Selection ->
+++

I'm not sure I can say for sure when they'll be ready, as MIR isn't 100% done, and they're built on top, so it's tough. There's also the difference between "lands in nightly" and "lands in stable", which could be some time for a feature so large.
Every time I see rust news, I feel the urge to learn this language. But, thankfully, someone posts some random snippet. :-) Java is a beautiful language compared to this.
My only complaint is the mix between snake_case and PascalCase. I tried removing it(in favor of snake_case, but you could probably get a similar result if going full PascalCase), and it looks much better(no guarantee it has the same semantics, I've never worked with rust):
fn handle_message(&mut self, find_node_query: messages::find_node_query) {
let origin = node::udp_node::deserialize(find_node_query.get_origin());
let target = address::from_str(find_node_query.get_target());
{
// Borrow self.routing_table first time
let nodes: vec<&box<node::node>> = self.routing_table.nearest_to(&target);
let response = message::response(
self.transaction_ids.generate(),
response::find_node(&self.self_node, nodes)

+++

[Items for location identification]
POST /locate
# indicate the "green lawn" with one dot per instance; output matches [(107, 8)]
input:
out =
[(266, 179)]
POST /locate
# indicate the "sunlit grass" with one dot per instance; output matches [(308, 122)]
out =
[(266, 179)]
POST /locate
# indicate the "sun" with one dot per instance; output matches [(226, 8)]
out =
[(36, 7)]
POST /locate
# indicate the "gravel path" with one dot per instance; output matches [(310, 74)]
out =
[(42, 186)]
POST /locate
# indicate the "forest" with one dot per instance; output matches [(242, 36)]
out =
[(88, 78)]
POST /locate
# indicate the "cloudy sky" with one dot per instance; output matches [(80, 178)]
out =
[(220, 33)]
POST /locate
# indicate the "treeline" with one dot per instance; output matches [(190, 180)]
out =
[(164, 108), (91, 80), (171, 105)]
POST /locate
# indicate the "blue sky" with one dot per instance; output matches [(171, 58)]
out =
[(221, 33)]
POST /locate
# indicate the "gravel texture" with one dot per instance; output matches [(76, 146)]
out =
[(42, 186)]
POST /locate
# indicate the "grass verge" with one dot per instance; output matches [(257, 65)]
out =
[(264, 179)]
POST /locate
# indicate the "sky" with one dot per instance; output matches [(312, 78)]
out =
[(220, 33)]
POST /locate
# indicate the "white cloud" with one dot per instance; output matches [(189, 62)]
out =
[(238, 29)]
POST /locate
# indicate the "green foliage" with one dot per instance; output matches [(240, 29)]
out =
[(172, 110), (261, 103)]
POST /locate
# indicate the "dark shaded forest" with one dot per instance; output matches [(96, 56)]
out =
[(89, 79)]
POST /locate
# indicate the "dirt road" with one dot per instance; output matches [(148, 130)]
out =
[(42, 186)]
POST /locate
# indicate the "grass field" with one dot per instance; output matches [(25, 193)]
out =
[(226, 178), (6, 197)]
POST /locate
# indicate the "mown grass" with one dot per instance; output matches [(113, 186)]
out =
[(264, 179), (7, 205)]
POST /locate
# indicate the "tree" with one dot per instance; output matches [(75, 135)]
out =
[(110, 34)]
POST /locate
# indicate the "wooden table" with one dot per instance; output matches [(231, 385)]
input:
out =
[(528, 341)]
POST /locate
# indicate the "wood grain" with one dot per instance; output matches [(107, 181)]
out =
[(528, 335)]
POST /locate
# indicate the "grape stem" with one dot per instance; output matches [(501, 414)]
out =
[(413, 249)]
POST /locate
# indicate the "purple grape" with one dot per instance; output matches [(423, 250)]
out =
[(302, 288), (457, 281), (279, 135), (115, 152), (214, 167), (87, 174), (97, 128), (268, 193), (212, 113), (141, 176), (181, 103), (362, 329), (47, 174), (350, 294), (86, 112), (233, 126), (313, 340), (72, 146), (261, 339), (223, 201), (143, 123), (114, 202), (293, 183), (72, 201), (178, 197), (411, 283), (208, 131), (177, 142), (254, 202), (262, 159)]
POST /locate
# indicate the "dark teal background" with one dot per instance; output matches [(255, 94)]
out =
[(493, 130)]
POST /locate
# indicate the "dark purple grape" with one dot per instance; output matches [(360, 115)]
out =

+++

Stated exercise 1 -> Change the Rust discussion between "I'm not sure" and "compared to this.", inclusive, replacing "stable" with "beta".
Stated exercise 2 -> Gather every line of the rows that contains the string "gravel", matching case exactly.
The text and the rows are independent of each other.

Task response 1 ->
I'm not sure I can say for sure when they'll be ready, as MIR isn't 100% done, and they're built on top, so it's tough. There's also the difference between "lands in nightly" and "lands in beta", which could be some time for a feature so large.
Every time I see rust news, I feel the urge to learn this language. But, thankfully, someone posts some random snippet. :-) Java is a beautiful language compared to this.

Task response 2 ->
# indicate the "gravel path" with one dot per instance; output matches [(310, 74)]
# indicate the "gravel texture" with one dot per instance; output matches [(76, 146)]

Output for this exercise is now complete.